[Image location labeling entries]

====

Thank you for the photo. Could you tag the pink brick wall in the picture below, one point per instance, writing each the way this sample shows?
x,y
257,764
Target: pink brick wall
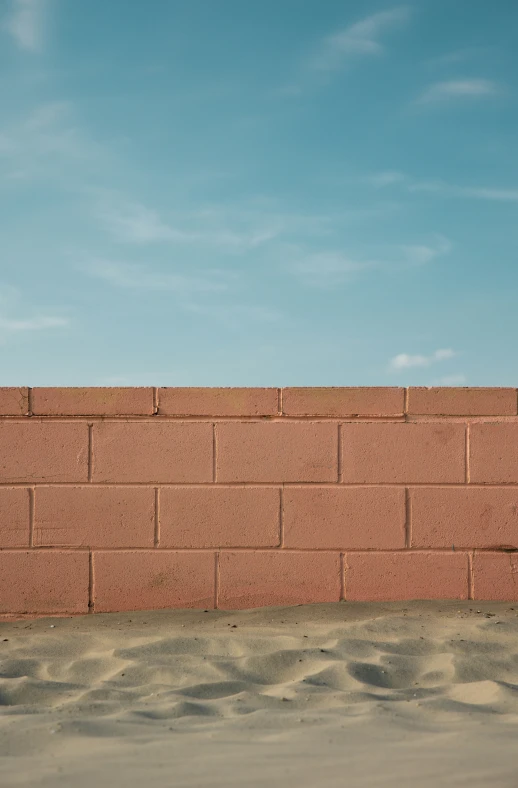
x,y
125,498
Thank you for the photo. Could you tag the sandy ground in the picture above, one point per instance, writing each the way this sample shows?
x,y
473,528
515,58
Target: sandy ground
x,y
411,694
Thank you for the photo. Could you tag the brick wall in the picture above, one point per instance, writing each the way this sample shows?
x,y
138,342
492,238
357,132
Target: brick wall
x,y
124,498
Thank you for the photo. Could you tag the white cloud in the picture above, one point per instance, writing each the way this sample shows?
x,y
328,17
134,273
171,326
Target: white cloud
x,y
461,88
49,142
325,269
406,361
387,179
32,324
232,228
134,223
359,39
10,302
330,268
450,380
25,23
133,276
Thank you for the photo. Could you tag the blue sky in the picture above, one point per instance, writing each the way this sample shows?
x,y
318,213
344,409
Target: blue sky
x,y
230,193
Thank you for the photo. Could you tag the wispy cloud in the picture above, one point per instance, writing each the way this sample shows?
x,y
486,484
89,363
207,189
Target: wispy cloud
x,y
389,178
360,39
450,380
474,192
385,178
406,361
456,56
11,304
190,290
25,23
49,141
449,90
139,277
234,229
326,269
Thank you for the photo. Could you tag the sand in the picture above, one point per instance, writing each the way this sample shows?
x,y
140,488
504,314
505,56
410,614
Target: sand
x,y
402,694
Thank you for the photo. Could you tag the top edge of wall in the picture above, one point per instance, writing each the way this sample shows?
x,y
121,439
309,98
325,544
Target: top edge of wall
x,y
220,402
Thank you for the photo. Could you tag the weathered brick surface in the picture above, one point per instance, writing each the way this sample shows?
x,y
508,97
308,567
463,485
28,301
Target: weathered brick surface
x,y
43,581
43,451
152,452
462,401
217,402
77,401
244,497
275,452
464,517
219,516
406,575
152,579
255,579
14,400
403,453
495,576
14,517
344,517
343,401
493,455
94,517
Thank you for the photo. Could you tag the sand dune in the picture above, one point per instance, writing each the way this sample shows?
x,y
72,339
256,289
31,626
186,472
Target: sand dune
x,y
329,695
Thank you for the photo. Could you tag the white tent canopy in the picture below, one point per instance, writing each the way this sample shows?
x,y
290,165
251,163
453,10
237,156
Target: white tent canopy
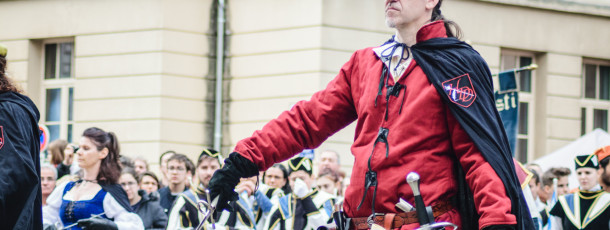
x,y
564,157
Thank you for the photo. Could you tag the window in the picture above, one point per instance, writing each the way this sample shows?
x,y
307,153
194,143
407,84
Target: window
x,y
596,81
511,59
58,88
522,136
599,118
595,94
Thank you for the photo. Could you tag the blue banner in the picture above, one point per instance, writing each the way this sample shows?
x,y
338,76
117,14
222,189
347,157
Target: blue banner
x,y
507,103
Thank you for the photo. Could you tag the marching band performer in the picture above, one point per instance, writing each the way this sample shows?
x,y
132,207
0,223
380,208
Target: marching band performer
x,y
588,207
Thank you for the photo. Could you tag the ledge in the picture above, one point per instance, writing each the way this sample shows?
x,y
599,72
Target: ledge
x,y
590,7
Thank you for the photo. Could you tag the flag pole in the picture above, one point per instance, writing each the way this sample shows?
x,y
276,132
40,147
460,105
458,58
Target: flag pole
x,y
528,67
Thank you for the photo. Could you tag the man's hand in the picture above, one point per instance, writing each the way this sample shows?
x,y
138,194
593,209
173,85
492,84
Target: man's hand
x,y
246,185
224,180
300,188
500,227
97,223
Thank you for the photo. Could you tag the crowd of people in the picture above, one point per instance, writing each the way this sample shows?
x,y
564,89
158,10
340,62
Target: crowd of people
x,y
105,186
556,206
422,102
91,185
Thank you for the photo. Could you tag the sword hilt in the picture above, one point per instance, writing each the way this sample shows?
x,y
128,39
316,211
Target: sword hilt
x,y
420,207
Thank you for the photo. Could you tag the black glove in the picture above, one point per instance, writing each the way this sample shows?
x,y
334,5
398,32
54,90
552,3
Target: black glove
x,y
500,227
97,223
224,180
49,227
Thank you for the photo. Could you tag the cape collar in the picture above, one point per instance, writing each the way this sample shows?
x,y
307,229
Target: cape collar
x,y
431,30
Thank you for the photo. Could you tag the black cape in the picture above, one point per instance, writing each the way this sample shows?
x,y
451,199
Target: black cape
x,y
20,195
446,61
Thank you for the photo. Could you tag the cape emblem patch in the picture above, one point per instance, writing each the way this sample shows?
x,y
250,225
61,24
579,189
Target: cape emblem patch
x,y
460,90
1,137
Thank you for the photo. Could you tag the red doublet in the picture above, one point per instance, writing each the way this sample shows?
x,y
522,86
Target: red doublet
x,y
424,137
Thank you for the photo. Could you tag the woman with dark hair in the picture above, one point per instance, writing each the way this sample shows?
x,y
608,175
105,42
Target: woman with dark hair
x,y
146,206
20,196
276,177
95,199
149,182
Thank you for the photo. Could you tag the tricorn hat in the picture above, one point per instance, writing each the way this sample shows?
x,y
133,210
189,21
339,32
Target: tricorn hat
x,y
300,163
211,153
602,152
586,161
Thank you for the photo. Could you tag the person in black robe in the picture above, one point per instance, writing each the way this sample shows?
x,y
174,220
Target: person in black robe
x,y
20,191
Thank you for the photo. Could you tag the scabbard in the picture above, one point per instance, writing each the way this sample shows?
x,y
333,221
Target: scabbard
x,y
341,220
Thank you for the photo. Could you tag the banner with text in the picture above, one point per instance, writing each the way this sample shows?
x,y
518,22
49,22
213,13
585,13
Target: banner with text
x,y
507,103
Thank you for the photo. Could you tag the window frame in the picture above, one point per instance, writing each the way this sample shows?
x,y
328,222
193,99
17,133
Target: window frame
x,y
524,97
591,104
597,64
64,84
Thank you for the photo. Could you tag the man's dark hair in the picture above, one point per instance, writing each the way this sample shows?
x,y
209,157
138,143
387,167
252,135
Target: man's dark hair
x,y
165,153
452,28
603,163
150,174
552,173
535,177
6,84
188,164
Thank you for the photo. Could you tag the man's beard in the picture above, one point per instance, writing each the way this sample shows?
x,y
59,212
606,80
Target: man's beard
x,y
606,178
390,23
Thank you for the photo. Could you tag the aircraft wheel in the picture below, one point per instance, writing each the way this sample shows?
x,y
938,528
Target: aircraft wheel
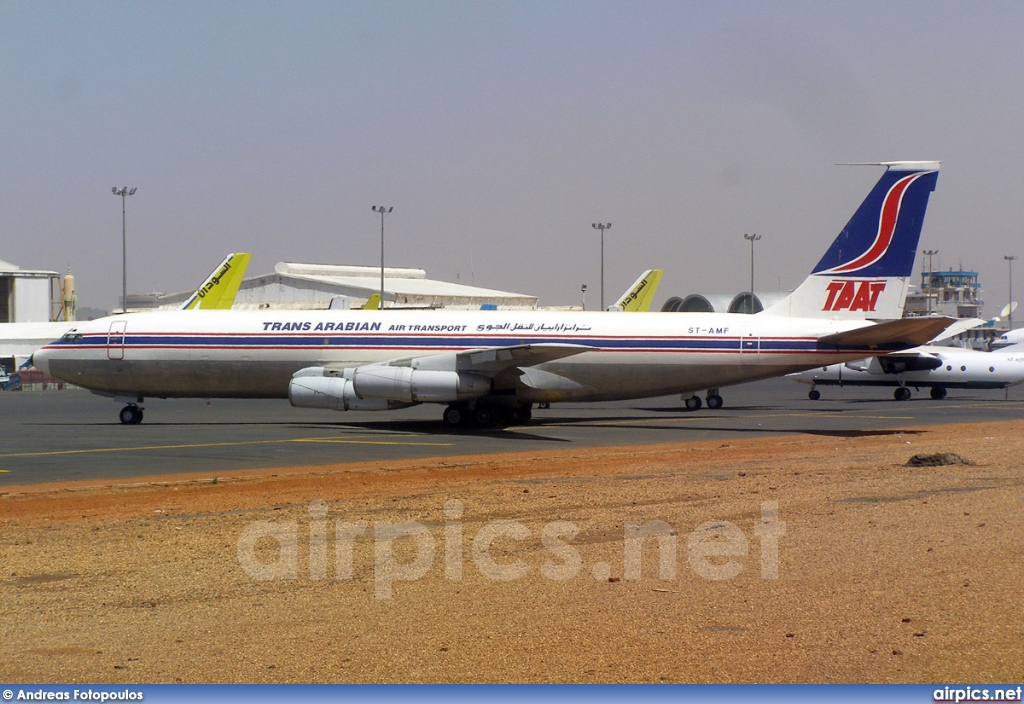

====

**TASK**
Find each line in the material above that contains the word "beard" and copy those lines.

**RESPONSE TO THIS TASK**
Thank you for the photo. Could you tag the man's beard in the picture above, one point per instance, writing each the way this sample shows?
Target: man's beard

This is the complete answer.